• [Aim]:
Please switch "local currencies" to "national currencies" and give the passage of the Pakistan-Iran trade article between "Last month, they" and "March 25, 2016.", inclusive.
──────── Source extract
# Pakistan, Iran move to ink free trade deal



## Albatross

*






Pakistani officials say Iran has agreed with the initial draft of a bilateral free trade agreement, paving the way for the start of formal negotiations to finalize the agreement. *

The two countries signed a “strategic action plan” to raise their trade to $5 billion in the next five years when President Hassan Rouhani visited Islamabad in March.

“We have recently got back the initial draft that we shared earlier with the Iranian authorities; they have given their input and agreed to push ahead with the plan,” Pakistani media quoted a senior official at the country’s Ministry of Commerce as saying on Monday.

According to the unnamed official, a Pakistani delegation will visit Iran “most probably by next month” to start formal talks on the free trade agreement.

A preferential trade agreement has been in force between the two neighbors since September 2006 but financial transactions have not surpassed $1.3 billion which they recorded in 2012 when US-led sanctions on Iran brought them down to $432 million.

The changed scenario after the removal of the sanctions has prompted Iran and Pakistan to give a fresh impetus to their trade ties.

Last month, they agreed to open special bank accounts in their local currencies to streamline the payment system. The absence of a payment mechanism was a key hurdle to trade between the two neighbors because a US ban on Iran’s access the American banking system prohibits transactions in the dollar.





Pakistani Minister‬ for ‪Commerce‬ Khurram Dastgir Khan (R) and Iranian Minister of Industry, Mining and Trade Mohammad Reza Nematzadeh are signing a Strategic Trade Partnership Plan agreement in Islamabad on March 25, 2016.
A free trade agreement envisages transactions in goods, services and investments. To achieve that, they have to tackle a number of hurdles first, including non-tariff barriers and infrastructure bottlenecks.

Pakistan is currently receiving 100 megawatts of electricity from Iran for its border cities and is negotiating to raise this to 1,000 megawatts to cover its shortfalls where it suffers about 12 hours of power cuts per day.
────────────────
──────── Information supplied
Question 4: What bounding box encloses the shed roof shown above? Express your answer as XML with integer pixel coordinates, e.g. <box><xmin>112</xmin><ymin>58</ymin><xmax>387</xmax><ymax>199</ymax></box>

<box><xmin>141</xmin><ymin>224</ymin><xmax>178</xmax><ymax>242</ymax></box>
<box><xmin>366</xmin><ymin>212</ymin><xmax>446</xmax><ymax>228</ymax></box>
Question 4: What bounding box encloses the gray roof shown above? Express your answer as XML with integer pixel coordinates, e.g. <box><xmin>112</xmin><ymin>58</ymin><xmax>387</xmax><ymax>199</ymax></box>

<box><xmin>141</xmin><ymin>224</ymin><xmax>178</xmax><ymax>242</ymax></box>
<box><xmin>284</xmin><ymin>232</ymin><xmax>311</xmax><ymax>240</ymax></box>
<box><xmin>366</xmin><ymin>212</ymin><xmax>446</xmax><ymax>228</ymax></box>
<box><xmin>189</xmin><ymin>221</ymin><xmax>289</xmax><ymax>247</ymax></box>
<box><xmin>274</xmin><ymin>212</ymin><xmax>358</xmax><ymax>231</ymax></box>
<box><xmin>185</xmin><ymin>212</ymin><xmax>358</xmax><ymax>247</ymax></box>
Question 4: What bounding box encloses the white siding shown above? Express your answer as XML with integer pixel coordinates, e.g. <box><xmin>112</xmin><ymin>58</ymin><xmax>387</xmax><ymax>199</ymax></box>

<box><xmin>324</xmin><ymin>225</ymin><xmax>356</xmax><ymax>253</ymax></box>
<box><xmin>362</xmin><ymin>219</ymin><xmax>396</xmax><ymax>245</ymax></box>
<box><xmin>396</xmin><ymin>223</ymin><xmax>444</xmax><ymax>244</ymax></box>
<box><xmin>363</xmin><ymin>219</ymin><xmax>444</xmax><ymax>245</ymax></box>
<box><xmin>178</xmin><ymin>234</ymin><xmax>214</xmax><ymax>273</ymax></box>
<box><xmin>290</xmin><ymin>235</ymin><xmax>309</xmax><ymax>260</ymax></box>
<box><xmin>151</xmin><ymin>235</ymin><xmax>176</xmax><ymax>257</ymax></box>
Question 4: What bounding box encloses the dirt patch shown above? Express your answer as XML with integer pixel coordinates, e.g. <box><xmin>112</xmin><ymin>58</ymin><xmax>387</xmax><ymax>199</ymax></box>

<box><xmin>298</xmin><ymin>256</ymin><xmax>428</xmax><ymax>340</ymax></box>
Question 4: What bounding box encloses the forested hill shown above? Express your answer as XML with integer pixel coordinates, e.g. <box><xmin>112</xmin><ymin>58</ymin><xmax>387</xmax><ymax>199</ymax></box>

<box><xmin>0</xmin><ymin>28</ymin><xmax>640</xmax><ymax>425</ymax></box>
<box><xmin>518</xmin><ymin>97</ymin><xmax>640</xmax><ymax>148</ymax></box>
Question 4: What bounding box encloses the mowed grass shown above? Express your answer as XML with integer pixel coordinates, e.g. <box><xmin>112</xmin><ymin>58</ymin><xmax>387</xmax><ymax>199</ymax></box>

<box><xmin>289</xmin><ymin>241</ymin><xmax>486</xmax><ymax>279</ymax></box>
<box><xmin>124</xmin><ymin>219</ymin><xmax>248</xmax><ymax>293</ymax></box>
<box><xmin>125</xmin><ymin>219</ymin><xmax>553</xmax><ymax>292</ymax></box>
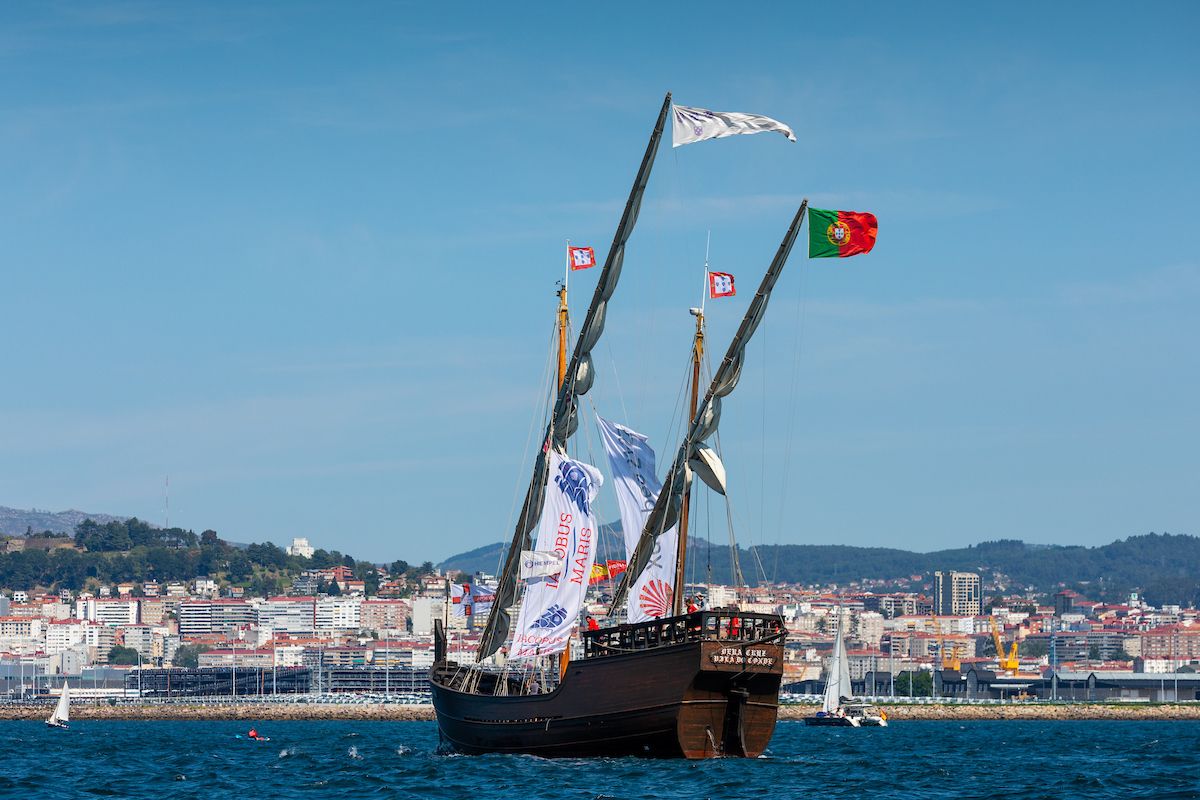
────────────────
• [Task result]:
Last month, they agreed to open special bank accounts in their national currencies to streamline the payment system. The absence of a payment mechanism was a key hurdle to trade between the two neighbors because a US ban on Iran’s access the American banking system prohibits transactions in the dollar.





Pakistani Minister‬ for ‪Commerce‬ Khurram Dastgir Khan (R) and Iranian Minister of Industry, Mining and Trade Mohammad Reza Nematzadeh are signing a Strategic Trade Partnership Plan agreement in Islamabad on March 25, 2016.